Write all of the lines below out again, exactly as they stand.

** Data supplied **

# # # # #

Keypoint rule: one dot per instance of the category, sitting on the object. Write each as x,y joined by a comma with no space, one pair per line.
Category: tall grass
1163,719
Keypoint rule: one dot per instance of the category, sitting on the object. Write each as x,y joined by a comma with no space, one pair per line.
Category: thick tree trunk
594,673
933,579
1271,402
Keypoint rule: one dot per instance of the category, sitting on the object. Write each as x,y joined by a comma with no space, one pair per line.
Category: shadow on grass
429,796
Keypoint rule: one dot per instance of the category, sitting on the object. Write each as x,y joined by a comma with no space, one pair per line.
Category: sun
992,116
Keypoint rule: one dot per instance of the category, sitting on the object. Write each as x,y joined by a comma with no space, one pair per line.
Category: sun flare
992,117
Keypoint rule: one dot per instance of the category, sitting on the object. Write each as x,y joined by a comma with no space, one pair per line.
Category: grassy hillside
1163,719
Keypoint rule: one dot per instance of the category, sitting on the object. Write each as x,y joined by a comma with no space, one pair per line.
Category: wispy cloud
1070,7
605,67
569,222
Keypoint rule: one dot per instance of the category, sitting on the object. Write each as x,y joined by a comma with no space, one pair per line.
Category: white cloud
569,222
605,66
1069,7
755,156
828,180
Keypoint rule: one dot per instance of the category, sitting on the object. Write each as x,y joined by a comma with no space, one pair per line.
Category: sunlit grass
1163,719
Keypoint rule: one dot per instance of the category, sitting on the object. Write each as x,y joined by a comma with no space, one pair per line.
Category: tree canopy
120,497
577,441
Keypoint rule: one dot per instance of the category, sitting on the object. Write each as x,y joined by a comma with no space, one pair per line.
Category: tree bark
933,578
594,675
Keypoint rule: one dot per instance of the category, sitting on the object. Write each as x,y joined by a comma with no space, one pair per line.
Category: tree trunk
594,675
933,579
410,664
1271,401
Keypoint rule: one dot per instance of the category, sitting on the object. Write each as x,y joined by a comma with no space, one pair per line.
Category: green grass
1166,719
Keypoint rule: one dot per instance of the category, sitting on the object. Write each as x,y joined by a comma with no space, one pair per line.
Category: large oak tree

# # # # #

** Answer to the problem **
Keypoint rule: one dot per instance of the category, sitting on the object. Write each as x,y joined by a comma with no space, one pair per line.
Category: tall grass
1163,719
Keypoint rule: one dot per instance of the category, sitting on the object. Write each as x,y joined by a comma with no space, one pair per line.
Category: thick tree trunk
594,673
933,579
1271,402
Keypoint rule: one dot per instance of the category, sitting on the object. Write each as x,y joined by a comma with no space, one pair per line.
Category: shadow on grass
429,796
Keypoint rule: one dot per instance of the category, sitting on the object. Write each as x,y joined by a comma with no space, one pair per line.
Category: sun
992,116
Keypoint rule: one dot per instance of the category, sitting on the object. Write each as x,y joined by a comma with no space, one pair per line.
Category: sun flare
992,117
Keypoint rule: one dot per instance of the category, sitting on the object. Write each as x,y joined by a comma with no space, one pair per line.
Category: grassy hillside
1163,719
Keypoint rule: one dot per instance of the category, sitting on the object. Write each as x,y joined by a comma with no space, one pair per line.
Category: wispy cloud
1070,7
605,67
569,222
Keypoint rule: one dot per instance of the category, sitting on the object. Write each as x,y joined by a comma with no space, one pair per line.
Category: white cloud
569,222
605,66
1069,7
755,156
828,180
Keypoint rule: one dot per instance of the category, sitting on the object. Write each as x,y joined by a comma with no space, one pair per line.
Category: sunlit grass
1163,719
Keypoint rule: one dot per instance of the category, sitting on the object. Write each as x,y joined by a comma with no space, one pair per line.
Category: tree canopy
120,497
577,441
Keypoint rule: one dot per instance of the category, sitting on the object. Write each as x,y joined by a comma with no space, one pair per line.
Category: tree bark
933,578
594,675
Keypoint rule: one dot per instance of the category, sitting on the object. Write each as x,y joined by a comma with no space, one pair per line.
Category: tree trunk
594,675
933,579
410,664
1271,401
Keypoint rule: one dot per instance of the category, sitting on the object. Write each as x,y joined by a comma with no space, one pair per line.
Category: green grass
1166,719
Keypoint rule: one dot per instance of the category, sitting on the object. Write each as x,y joined by a comma with no space, one pair per line.
Category: large oak tree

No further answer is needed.